[Qué harás]
1 – Según el fragmento sobre el universo femenino en la obra de la autora canadiense, ¿en qué relato dos hermanas adoptan actitudes opuestas ante el declive de salud de su madre?
2 – Prosigue el fragmento sobre el universo femenino en la obra de la autora canadiense a partir de su última oración.

[Fragmento del texto]

Universo femenino y roles sociales

Y es que no hay que olvidar que si por algo destaca la pluma de la canadiense es por su análisis íntimo y profundo con el que somete a sus personajes femeninos, eje indiscutible de su obra. Alejada de autocomplacencias o innecesarias sobreprotecciones, su verbo sin embargo es capaz de exhalar empatía, o desde luego renunciar al papel de jueza, sobre cualquiera que sean los pensamientos y/u obras que adornan el perfil de sus retratadas. Una actitud que queda meridianamente expuesta en diversos ejemplos, ya sea en la joven que envuelve sus desdichas amorosas en una primera y sonada  borrachera  (‘Mejor el remedio’); la controvertida amistad creada entre dos compañeras de clase, una de ellas tildada como “rara”  por la presión de grupo (‘El día de la mariposa’) o por supuesto en el más dramático de los escritos, ‘La Paz de Utrecht’, donde la actitud antagónica adoptada por dos hermanas frente al declive de salud que sufre su madre no conseguirá tranquilizar sus conciencias.

[Entradas de datos]
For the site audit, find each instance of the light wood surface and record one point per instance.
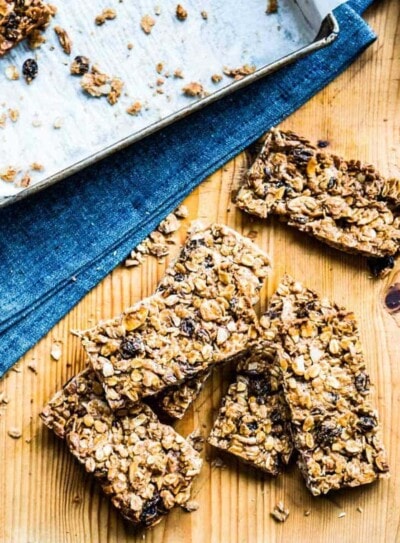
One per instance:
(45, 495)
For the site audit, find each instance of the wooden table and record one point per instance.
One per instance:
(46, 497)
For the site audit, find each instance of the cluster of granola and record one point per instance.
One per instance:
(345, 204)
(19, 18)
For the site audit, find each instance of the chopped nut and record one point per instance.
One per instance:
(279, 512)
(181, 13)
(106, 15)
(63, 39)
(147, 23)
(193, 89)
(80, 65)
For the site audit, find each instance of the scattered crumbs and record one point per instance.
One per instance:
(36, 39)
(147, 24)
(216, 78)
(12, 72)
(63, 39)
(97, 84)
(279, 512)
(58, 122)
(239, 73)
(56, 351)
(30, 70)
(108, 14)
(8, 174)
(181, 13)
(135, 108)
(272, 7)
(13, 114)
(33, 366)
(178, 74)
(190, 506)
(193, 89)
(80, 65)
(15, 433)
(217, 462)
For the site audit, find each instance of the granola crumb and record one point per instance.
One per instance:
(36, 39)
(64, 39)
(12, 72)
(147, 22)
(272, 7)
(15, 433)
(279, 512)
(56, 351)
(216, 78)
(191, 506)
(193, 89)
(181, 13)
(80, 65)
(239, 73)
(13, 114)
(108, 14)
(135, 108)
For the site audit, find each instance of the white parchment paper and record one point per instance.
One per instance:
(236, 33)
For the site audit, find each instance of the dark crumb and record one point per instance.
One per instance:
(272, 7)
(379, 267)
(30, 69)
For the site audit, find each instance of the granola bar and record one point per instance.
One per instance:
(144, 466)
(253, 422)
(334, 427)
(201, 315)
(18, 19)
(176, 400)
(345, 204)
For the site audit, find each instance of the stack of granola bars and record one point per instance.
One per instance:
(301, 385)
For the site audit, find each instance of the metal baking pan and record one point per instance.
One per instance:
(65, 130)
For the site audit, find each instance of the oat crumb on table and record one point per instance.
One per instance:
(147, 22)
(64, 39)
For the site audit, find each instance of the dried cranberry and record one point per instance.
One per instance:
(30, 69)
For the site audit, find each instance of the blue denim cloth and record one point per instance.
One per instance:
(57, 245)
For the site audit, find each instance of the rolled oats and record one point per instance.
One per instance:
(145, 467)
(18, 19)
(345, 204)
(200, 315)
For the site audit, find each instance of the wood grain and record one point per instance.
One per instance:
(46, 497)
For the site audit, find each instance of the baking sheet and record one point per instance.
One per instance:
(234, 34)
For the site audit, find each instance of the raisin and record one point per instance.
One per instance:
(327, 432)
(378, 265)
(131, 347)
(362, 382)
(367, 423)
(188, 326)
(30, 69)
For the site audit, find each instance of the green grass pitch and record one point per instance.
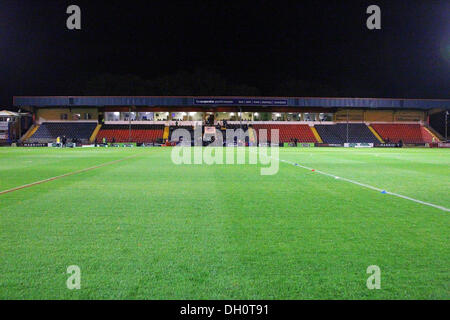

[Respuestas]
1 – En ‘La Paz de Utrecht’.

2 –
Es precisamente la propia naturaleza de estos relatos, donde la cotidianidad sirve de cobijo a los interrogantes más trascendentes, la que les permite alcanzar, con aparente sencillez y rehuyendo de aspavientes y cualquier indicio de ampulosidad, una certera radiografía de realidades globales, llámense el ordenamiento en clases sociales (‘Domingo por la tarde’) o por supuesto esas normas y comportamientos asumidos que socavan la libertad del género femenino, desde aquellas más minúsculas, que no insustanciales, como la difícil tarea en que se convierte el mero hecho de buscar una oficina como retiro íntimo de una escritora (‘El despacho’), a una exposición de los roles impuestos desde la infancia y que parecen ser el único terreno en el que puede aspirar a desarrollar la felicidad una mujer (‘El vestido rojo, 1946’). Un statu quo que se expandirá a diversas realidades, tomando en ‘Las casas flamantes’ naturaleza de insensibilidad en nombre del decoro y el recto hábito de la comunidad.

Tampoco van a ser inmunes al inevitable paso del tiempo los habitantes de las páginas de esta obra primeriza. No obstante resulta un aspecto primordial en la configuración de ese esqueleto latente con que se hilvanan muchos de los argumentos aquí recogidos. Dicho concepto dibujará el lógico conflicto entre generaciones, especialmente explícita en la tensa relación entre una nieta y su abuela de estricta educación (’Un viaje a la costa’), pero sobre todo viñetas donde queda reflejado el hallazgo paulatino de muchos de esos secretos que el transcurrir de los días acerca hasta nuestros ojos para inevitablemente alterar nuestro paisaje emocional y cambiarlo para siempre. De tal manera reaccionará la mirada imberbe de una niña ante el descubrimiento de los amores fallidos o las amistades dudosas que encubre su padre (‘El vaquero de la Walkers Brothers’ e ‘Imágenes’) o con la deriva tomada por una ya anciana profesora de música –signo de decrepitud para las habladurías del pueblo, único reducto de felicidad para ella– en el relato homónimo.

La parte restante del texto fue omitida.